### EXERCISE 1
Answer these questions from the singing telegram post, marking each answer to match:
(a) For how long has the event been the talk of the campus?
(b) In the lyrics, whose Adult League did Bloody Jason take over?
(c) To what tune is the song beginning "Mayor of the Net" sung?
### EXERCISE 2
Copy out the singing telegram post word for word, starting at "Food beyond compare" and ending at "a media hog!".

### PAGE EXTRACT
'''
An impressive amount of effort and planning was placed into this ordeal. The songs ranged from Les Miserables to Monty Python to Broadway Standards and all had lyrics specifically tailored to me and my leucky plight. I tap danced along and joined chorus refrains between fits of overwhelming embarrassment and moments where I had no choice but to hide my tear soaked face in my hat. It was a perfect storm that caused me to weep an Adriatic’s worth of saltwater. It was hilarious, ridiculous, weird, baudy, and one of the most genuinely emotional moments of my life.
I was only able to get my hands on a couple of her scripts, but I have transcribed them for your reading pleasure. There are a few missing pieces, unfortunately, and the only video that we took was shot in extreme haste and suffers from a lack of quality that I don’t have the heart to even make fun of (let’s just be thankful that a video record exists at all!).
The point of this post, other than a straightforward description of one of the most creative and perfect experiences that was ever constructed for me, is to point out that even though friends come and go in life, the impact of a friend who “truly gets you” you is something that will last forever. Evan, this is something I will cherish for the rest of my life. Thank you, brother (and perfect timing with the fentanyl). . .
**CODA**
It turns out this was the very first singing telegram to happen in this hospital, as far as everybody who works here can tell me. The event has been the talk of the campus for the last 24 hours. Not only was I infected with joy, but so was the rest of the hospital. We’re doing transcending good here, all of us.
Lyrical Transcripts:
Evan told me something your followers should know.
It was all about his buddy and how you love sports, so
He said that you love frisbee kickball and dodgeball
Now your blood’s kicking you around and you’re not dodging anything at all!
Have a speedy recovery
He just wants to say
I hope the time will pass quickly
He wants to brighten up your day
Have a speedy recovery
You’re a great guy and so today
You are the star of your own broadway show!
Bloody Jason is the coach we all love
Now ain’t that too damn bad
He took over Evan’s Adult League
Marooned in the hospital for weeks and weeks
:to the tune of Les Miserables “Master of the House”:
Mayor of the Net
Doling out the charm
Ready with a stint and IV in his arm!
Tells a saucy tale
Bout his sexy nurse
But his nurse is male with tats and likes to curse!
Says he’s glad to do a friend a favor
Doesn’t cost him to be nice
When he gets his Kleenex
It is just for triple the price!
Food beyond compare
Food beyond belief
Mix it in a mincer and pretend it’s beef
Kidney of a horse, liver of a cat
Filling up the sausages with this and that
Residents are more than welcome
Jason’s suite is occupied
Reasonable charges if you have lost your mind!
Mayor of the Net
He’s writing a blog
Even when he’s sick he is a media hog!
Comforter, philosopher and life long friend
Has a healthy attitude with lots of gratitude
Everybody’s chatting with him
Everybody’s bosom friend
All of us praying that his bloods alright in the end!
What a riot – and what a good friend! That hospital is going to be talking about your stay for years!!
It really was one of a kind….and that’s the best kind of kind 🙂
It would be a true honor if I were able to make that kind of impact here! I want big things to happen. BIG!
Wow, that is ridiculously amazing!
I wish I could have done it more justice. It was…everything.
'''
### GIVEN DATA
'''
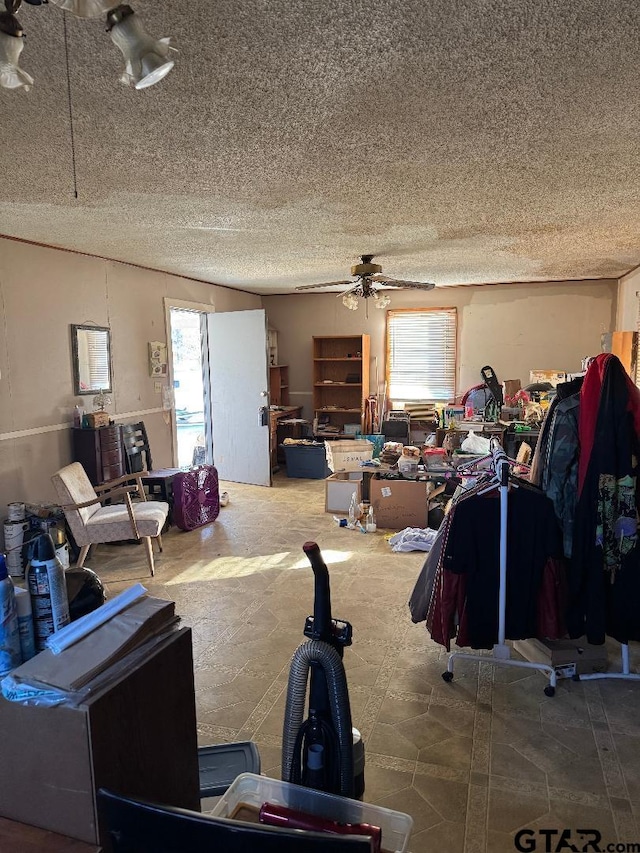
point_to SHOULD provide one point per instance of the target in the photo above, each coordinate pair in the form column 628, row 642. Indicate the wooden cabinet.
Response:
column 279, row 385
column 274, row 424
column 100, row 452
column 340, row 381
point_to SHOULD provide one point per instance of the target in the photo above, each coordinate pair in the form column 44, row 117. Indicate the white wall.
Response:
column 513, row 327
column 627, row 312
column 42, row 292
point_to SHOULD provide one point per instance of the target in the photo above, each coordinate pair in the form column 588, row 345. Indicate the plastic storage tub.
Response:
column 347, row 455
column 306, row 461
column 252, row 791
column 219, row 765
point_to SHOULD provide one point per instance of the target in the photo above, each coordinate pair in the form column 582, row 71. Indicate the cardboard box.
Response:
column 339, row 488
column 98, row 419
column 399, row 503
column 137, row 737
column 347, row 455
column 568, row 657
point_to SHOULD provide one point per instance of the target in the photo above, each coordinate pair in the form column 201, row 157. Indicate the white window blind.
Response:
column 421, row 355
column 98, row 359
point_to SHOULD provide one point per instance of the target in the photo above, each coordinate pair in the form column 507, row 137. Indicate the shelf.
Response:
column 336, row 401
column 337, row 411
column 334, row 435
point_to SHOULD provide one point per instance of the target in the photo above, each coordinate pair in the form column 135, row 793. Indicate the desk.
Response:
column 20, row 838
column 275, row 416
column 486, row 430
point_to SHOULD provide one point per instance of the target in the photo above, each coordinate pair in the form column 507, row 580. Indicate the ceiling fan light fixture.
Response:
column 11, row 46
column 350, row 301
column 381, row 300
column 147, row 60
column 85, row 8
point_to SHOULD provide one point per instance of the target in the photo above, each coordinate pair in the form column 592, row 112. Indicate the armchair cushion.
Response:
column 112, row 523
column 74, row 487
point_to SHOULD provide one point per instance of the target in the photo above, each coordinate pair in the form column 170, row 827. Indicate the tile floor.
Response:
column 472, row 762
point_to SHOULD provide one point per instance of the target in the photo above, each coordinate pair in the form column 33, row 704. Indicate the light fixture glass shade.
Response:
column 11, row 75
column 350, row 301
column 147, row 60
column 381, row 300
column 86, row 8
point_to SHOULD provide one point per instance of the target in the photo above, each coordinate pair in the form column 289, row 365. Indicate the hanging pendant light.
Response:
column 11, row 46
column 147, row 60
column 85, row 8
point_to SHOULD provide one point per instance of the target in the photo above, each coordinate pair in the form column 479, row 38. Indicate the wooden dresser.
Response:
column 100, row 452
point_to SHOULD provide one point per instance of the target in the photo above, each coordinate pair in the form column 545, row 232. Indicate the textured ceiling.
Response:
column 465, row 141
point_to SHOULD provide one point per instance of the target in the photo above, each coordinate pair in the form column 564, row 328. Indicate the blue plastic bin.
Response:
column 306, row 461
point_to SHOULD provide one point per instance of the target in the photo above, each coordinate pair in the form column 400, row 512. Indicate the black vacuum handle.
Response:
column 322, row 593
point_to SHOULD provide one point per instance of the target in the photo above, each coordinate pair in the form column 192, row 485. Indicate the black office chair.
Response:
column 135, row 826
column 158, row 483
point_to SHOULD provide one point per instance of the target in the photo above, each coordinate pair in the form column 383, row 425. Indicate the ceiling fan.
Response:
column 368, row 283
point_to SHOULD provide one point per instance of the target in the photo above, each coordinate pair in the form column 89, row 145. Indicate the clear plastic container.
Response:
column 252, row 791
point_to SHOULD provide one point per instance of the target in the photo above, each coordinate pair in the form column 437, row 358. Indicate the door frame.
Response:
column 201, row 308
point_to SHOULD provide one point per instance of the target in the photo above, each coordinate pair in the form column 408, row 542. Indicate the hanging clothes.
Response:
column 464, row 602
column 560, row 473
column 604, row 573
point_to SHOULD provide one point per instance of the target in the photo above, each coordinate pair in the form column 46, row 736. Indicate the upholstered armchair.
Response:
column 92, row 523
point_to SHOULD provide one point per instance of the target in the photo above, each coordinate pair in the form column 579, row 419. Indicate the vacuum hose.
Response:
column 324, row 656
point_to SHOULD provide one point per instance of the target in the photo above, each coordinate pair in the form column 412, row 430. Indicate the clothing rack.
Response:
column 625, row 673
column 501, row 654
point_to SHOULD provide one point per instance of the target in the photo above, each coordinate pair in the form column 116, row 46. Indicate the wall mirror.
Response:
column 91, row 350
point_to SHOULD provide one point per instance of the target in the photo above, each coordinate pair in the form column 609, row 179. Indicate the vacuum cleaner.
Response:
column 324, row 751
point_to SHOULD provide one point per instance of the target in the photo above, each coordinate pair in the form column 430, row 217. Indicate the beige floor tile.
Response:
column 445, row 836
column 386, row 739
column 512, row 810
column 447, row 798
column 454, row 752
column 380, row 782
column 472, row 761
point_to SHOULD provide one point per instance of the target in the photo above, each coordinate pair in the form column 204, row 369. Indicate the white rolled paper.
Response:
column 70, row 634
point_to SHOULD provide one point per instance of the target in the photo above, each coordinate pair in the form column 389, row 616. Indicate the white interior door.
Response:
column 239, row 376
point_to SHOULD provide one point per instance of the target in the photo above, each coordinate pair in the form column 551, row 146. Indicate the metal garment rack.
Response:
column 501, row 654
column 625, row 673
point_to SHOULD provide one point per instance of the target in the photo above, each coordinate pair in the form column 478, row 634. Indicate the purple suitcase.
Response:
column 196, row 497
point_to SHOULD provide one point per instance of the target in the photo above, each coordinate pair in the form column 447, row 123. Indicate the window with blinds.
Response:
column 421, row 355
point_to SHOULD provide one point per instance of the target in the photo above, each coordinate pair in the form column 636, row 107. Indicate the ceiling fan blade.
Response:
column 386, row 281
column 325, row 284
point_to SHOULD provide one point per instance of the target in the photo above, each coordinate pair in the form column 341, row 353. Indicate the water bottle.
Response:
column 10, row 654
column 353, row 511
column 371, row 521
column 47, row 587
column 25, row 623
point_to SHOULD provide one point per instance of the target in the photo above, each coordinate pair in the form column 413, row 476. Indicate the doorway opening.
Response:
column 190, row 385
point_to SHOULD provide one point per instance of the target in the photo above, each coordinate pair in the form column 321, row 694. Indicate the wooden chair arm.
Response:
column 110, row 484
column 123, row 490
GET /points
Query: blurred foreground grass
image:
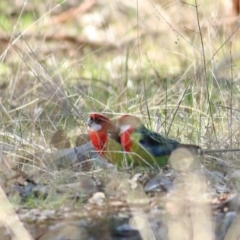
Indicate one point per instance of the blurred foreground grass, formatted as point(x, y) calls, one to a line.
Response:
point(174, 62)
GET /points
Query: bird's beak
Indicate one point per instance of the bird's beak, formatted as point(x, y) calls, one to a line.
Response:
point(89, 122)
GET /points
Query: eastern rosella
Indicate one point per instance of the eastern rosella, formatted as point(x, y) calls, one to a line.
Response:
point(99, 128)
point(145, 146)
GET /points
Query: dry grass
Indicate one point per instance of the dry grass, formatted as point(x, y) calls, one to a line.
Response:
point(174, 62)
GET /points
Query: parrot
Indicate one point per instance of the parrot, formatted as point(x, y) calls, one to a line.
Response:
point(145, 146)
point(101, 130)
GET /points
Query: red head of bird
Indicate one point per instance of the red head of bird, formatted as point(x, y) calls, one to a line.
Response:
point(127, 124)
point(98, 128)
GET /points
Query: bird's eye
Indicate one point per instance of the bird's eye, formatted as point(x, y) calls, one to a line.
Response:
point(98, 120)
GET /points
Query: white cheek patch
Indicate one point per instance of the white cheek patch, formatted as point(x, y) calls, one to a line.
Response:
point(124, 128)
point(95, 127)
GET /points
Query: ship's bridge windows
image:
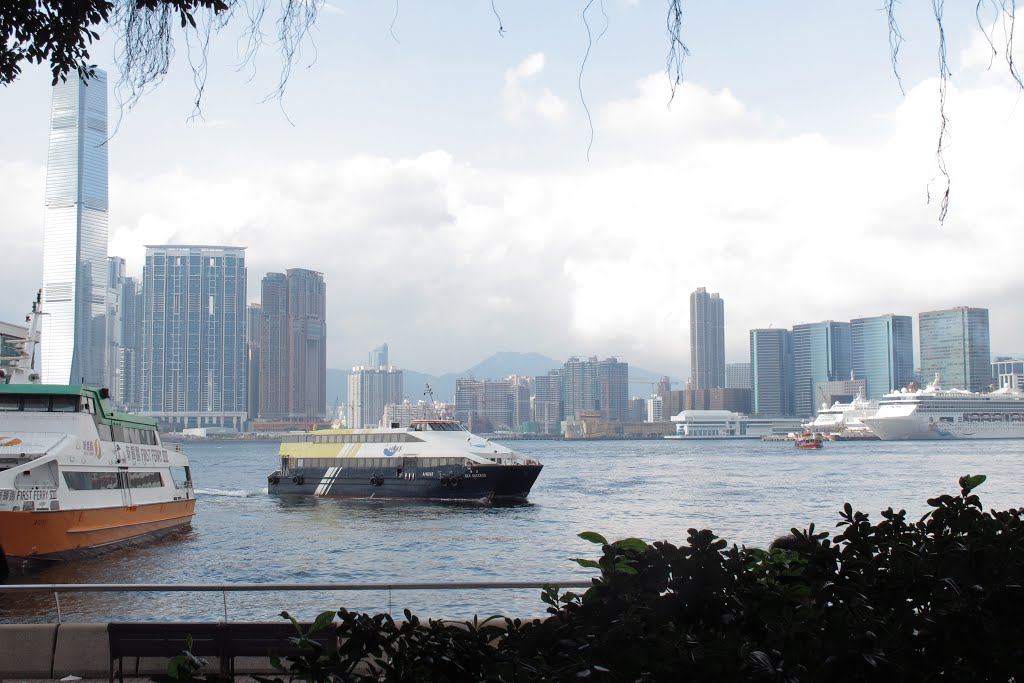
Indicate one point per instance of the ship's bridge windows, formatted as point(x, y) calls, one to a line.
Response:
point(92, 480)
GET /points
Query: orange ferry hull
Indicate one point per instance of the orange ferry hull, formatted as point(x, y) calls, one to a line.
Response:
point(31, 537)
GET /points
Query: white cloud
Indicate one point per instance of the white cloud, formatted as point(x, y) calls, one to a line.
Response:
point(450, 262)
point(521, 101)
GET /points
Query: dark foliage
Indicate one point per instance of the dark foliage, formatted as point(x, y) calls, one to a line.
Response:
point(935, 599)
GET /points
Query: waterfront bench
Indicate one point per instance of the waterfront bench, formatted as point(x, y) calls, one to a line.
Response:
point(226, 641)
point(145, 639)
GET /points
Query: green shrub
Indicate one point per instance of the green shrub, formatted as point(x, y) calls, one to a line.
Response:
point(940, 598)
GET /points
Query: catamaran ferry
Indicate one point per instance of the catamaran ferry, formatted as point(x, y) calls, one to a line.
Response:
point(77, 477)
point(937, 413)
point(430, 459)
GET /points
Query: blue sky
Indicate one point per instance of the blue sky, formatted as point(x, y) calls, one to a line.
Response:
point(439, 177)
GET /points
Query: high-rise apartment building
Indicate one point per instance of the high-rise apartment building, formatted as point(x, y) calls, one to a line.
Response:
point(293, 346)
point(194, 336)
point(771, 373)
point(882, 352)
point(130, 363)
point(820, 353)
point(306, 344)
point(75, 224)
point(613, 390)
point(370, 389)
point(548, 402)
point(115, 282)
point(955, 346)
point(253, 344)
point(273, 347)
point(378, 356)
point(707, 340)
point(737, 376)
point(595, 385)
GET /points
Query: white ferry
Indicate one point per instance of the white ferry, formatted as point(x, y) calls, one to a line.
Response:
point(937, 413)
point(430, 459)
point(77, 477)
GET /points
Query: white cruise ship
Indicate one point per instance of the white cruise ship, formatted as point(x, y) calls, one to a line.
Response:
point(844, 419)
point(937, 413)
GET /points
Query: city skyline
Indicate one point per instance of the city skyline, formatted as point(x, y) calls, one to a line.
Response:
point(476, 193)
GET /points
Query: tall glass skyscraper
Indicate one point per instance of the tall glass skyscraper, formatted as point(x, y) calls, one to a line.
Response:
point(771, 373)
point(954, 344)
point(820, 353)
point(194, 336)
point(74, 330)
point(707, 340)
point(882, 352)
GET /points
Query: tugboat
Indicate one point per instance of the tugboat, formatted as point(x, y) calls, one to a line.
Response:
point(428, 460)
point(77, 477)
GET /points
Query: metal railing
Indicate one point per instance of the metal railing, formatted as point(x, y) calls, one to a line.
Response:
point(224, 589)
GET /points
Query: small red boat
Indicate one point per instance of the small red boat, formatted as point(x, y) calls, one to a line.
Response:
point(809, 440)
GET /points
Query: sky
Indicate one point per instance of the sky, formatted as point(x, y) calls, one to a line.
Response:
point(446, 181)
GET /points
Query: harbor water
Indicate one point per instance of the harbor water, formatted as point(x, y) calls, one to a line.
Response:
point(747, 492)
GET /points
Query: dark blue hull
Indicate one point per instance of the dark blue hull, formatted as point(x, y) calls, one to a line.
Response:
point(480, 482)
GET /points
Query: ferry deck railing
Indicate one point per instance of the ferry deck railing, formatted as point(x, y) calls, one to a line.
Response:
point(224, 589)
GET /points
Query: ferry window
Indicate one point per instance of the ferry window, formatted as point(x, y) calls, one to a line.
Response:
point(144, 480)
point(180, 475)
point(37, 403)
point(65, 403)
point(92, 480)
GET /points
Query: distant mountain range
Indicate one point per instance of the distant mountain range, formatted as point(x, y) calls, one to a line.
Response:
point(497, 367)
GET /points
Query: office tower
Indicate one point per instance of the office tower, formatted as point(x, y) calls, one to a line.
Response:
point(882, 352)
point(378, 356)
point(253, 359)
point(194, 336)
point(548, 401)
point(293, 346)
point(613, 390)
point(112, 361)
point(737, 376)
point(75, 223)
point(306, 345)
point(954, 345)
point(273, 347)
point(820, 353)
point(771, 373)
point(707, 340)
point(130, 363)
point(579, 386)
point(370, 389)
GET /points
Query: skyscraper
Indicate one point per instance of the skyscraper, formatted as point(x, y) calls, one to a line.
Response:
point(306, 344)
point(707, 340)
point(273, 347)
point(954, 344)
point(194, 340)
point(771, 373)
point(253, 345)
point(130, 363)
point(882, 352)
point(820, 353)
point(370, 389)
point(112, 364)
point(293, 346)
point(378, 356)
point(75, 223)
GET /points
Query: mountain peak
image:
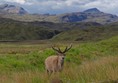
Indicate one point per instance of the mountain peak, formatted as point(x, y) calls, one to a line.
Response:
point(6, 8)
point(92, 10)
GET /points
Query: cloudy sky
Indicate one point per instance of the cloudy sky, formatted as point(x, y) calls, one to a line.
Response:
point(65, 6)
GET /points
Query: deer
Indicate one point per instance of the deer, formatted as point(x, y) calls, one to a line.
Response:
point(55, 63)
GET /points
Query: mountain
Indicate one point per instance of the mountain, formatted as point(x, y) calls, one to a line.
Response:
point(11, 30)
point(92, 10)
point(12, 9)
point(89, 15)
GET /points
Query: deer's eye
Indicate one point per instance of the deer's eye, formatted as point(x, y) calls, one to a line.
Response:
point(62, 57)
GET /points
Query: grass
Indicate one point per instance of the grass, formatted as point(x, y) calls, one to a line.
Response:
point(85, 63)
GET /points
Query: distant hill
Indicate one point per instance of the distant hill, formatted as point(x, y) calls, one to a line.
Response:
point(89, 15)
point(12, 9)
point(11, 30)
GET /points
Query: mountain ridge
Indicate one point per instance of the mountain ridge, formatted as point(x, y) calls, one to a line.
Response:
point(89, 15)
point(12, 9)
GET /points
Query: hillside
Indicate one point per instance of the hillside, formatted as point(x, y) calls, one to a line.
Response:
'''
### EXPECTED ANSWER 1
(a) The last 24 hours.
(b) Evan's.
(c) "Master of the House" from Les Miserables.

### EXPECTED ANSWER 2
Food beyond compare
Food beyond belief
Mix it in a mincer and pretend it’s beef
Kidney of a horse, liver of a cat
Filling up the sausages with this and that
Residents are more than welcome
Jason’s suite is occupied
Reasonable charges if you have lost your mind!
Mayor of the Net
He’s writing a blog
Even when he’s sick he is a media hog!